Stated problem A → Reproduce the part of the review below that begins at the words "CARSON: THE MAN" and stops after the words "does to neo-Nazism.".

Excerpted text →

•••••

13 AUGUST 2005, Page 24

Bogeyman but not bigot

C. D. C. Armstrong

CARSON: THE MAN WHO DIVIDED IRELAND by Geoffrey Lewis Hambledon & London, £19.99, pp. 277, ISBN 1852854545 Edward Carson: even today, almost 70 years after his death, the name of the barrister and Unionist leader has the power to inspire hatred or adulation. A short time ago Ian Paisley was photographed at the election count in Belfast City Hall touching a bust of Carson as though it was a sacred relic. To his detractors, Carson stands in the same relation to the rancorous, sectarian creed of Paisleyism as Hitler does to neo-Nazism.

•••••

Data listing →
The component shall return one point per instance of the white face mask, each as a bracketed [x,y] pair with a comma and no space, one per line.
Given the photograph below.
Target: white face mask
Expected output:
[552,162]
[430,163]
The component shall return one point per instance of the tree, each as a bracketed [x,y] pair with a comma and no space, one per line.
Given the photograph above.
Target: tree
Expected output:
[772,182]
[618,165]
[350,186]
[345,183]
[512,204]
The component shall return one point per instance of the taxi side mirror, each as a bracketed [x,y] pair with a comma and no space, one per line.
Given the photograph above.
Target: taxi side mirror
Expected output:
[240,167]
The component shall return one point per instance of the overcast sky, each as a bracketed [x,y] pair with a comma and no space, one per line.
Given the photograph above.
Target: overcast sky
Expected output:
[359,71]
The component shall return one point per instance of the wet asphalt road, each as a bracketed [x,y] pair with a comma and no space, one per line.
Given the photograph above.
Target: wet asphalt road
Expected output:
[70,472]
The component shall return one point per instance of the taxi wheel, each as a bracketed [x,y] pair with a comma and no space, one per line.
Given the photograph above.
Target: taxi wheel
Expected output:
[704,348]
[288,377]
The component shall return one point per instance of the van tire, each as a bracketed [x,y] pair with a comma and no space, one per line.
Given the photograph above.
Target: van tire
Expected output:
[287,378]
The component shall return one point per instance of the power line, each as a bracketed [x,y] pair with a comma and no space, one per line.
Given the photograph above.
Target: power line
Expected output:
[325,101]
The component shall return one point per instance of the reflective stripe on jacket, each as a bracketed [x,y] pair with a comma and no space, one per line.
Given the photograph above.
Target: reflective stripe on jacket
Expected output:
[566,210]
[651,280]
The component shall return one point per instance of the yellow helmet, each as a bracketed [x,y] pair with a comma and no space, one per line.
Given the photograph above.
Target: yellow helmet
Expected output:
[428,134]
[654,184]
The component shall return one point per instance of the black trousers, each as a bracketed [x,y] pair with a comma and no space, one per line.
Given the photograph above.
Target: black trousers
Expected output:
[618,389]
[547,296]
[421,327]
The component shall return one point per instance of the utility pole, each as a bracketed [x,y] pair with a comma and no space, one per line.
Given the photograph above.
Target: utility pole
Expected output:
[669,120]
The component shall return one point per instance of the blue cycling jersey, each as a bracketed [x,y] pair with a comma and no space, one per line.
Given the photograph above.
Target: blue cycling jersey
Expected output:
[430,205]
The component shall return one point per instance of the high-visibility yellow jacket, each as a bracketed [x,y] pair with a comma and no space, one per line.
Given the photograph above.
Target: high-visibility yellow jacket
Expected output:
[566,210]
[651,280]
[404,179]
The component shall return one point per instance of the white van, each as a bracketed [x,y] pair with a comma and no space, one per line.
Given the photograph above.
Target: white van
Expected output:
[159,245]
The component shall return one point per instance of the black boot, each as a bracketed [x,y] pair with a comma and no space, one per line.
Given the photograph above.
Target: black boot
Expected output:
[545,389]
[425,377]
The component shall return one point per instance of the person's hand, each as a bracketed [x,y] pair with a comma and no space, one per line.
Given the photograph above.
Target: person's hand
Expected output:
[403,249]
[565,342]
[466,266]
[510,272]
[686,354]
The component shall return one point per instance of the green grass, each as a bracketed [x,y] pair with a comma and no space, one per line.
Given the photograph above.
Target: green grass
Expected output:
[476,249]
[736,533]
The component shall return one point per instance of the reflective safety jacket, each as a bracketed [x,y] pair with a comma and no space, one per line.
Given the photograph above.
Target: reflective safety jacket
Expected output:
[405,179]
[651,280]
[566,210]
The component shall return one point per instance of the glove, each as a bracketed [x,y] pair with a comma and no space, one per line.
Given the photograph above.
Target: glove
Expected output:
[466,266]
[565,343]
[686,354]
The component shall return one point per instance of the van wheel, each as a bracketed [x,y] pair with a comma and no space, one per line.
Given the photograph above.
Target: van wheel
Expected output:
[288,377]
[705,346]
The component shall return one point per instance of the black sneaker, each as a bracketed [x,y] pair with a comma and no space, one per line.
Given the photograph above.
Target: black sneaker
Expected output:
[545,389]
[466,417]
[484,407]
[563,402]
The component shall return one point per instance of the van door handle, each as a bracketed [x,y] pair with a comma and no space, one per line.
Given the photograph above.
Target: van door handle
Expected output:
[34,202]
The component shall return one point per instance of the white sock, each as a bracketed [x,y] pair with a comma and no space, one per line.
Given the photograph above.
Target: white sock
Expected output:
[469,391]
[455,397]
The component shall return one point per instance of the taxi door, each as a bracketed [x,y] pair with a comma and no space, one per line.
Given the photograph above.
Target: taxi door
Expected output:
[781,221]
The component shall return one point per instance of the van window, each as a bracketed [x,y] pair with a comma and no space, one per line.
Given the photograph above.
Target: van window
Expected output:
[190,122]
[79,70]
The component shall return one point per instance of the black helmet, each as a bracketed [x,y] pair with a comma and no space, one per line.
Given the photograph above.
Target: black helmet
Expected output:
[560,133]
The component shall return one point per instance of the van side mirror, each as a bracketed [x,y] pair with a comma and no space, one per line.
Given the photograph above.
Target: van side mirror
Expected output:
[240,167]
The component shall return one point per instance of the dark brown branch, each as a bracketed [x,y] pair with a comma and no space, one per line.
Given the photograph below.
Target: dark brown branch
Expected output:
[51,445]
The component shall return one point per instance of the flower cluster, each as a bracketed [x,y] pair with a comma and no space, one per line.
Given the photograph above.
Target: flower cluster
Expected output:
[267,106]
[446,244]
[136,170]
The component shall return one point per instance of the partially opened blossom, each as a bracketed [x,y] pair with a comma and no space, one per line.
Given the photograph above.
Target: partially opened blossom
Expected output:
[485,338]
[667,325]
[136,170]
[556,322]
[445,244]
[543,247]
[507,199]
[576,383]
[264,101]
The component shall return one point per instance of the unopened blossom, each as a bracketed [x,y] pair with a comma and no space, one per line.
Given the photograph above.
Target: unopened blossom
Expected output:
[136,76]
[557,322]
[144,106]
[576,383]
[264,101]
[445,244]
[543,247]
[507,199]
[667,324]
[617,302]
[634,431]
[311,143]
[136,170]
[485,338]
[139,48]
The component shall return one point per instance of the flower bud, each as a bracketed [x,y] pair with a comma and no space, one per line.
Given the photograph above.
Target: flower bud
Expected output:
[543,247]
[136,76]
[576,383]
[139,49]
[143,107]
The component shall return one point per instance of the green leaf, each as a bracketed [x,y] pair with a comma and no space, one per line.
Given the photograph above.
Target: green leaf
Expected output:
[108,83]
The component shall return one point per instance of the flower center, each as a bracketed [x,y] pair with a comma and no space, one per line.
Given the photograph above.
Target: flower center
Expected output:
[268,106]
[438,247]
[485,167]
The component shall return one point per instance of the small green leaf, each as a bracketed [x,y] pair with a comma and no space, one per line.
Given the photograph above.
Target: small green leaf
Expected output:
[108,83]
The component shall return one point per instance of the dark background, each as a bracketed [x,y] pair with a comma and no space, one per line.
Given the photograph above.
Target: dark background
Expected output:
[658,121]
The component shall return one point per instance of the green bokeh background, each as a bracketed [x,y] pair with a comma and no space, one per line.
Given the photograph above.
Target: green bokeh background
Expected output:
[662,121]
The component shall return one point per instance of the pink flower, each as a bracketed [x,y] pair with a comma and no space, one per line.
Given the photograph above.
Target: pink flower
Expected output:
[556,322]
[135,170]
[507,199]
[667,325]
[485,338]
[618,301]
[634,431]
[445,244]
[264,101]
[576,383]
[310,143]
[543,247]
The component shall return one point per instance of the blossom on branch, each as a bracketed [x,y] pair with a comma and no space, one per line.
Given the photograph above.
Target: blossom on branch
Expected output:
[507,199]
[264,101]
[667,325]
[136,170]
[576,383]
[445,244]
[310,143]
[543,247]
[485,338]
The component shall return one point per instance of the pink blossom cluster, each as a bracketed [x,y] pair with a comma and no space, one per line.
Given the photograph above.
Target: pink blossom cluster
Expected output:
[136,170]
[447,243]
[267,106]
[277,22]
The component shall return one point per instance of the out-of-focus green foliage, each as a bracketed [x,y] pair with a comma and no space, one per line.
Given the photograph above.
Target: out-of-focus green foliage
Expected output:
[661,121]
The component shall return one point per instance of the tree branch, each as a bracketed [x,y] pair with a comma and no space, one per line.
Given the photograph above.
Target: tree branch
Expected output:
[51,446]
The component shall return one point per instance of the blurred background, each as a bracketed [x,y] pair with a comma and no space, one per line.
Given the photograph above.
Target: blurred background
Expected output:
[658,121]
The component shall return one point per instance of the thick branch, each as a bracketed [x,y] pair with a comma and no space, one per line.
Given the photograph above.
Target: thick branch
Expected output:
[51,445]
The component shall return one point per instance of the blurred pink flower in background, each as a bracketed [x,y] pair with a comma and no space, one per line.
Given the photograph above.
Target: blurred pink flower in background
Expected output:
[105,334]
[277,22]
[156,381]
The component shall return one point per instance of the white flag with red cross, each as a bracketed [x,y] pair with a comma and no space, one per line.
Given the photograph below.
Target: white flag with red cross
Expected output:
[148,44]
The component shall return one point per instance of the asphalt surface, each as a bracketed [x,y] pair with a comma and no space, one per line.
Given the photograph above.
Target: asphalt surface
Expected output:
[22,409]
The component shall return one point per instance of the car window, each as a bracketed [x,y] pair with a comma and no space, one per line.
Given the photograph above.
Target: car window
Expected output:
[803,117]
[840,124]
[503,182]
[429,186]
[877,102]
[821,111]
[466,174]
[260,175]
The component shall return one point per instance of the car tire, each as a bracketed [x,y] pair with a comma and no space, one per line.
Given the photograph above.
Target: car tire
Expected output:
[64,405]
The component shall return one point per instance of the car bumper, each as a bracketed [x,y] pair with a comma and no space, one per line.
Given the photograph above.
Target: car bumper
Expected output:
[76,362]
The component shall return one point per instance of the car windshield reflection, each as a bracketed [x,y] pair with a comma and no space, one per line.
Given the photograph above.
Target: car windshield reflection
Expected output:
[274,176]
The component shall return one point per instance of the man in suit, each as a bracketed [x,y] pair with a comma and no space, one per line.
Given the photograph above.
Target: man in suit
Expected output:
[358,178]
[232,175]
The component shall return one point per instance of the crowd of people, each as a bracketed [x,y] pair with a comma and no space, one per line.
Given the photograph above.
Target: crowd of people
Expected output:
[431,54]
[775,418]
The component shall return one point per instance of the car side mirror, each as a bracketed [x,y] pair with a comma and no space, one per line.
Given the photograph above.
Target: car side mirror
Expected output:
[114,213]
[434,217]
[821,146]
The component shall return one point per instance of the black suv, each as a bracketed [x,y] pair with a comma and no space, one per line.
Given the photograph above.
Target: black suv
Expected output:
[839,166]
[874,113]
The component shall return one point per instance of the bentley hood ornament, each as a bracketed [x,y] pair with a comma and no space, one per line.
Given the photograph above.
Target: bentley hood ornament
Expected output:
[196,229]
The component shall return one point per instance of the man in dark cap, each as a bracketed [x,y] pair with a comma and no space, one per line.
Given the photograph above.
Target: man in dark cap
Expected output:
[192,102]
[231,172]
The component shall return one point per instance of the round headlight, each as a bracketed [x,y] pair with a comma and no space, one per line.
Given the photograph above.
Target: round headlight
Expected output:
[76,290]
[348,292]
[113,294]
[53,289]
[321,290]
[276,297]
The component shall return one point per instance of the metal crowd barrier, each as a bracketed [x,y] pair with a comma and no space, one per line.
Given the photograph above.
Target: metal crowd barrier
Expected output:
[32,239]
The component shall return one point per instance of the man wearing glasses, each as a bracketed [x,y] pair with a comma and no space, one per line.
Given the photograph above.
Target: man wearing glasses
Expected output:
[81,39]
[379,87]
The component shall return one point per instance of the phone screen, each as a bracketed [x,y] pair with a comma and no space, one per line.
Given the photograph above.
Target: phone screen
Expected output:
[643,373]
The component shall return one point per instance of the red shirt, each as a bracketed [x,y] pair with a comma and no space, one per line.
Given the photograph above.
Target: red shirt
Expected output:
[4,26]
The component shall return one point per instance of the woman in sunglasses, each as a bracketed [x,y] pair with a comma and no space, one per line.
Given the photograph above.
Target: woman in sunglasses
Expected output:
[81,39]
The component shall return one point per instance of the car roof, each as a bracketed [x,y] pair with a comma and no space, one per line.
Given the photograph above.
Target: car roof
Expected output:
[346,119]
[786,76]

•••••

Stated problem B → Select each line in the listing above that contains the string "hood".

Correct answer A →
CARSON: THE MAN WHO DIVIDED IRELAND by Geoffrey Lewis Hambledon & London, £19.99, pp. 277, ISBN 1852854545 Edward Carson: even today, almost 70 years after his death, the name of the barrister and Unionist leader has the power to inspire hatred or adulation. A short time ago Ian Paisley was photographed at the election count in Belfast City Hall touching a bust of Carson as though it was a sacred relic. To his detractors, Carson stands in the same relation to the rancorous, sectarian creed of Paisleyism as Hitler does to neo-Nazism.

Correct answer B →
The component shall return one point per instance of the bentley hood ornament, each as a bracketed [x,y] pair with a comma and no space, one per line.
Target: bentley hood ornament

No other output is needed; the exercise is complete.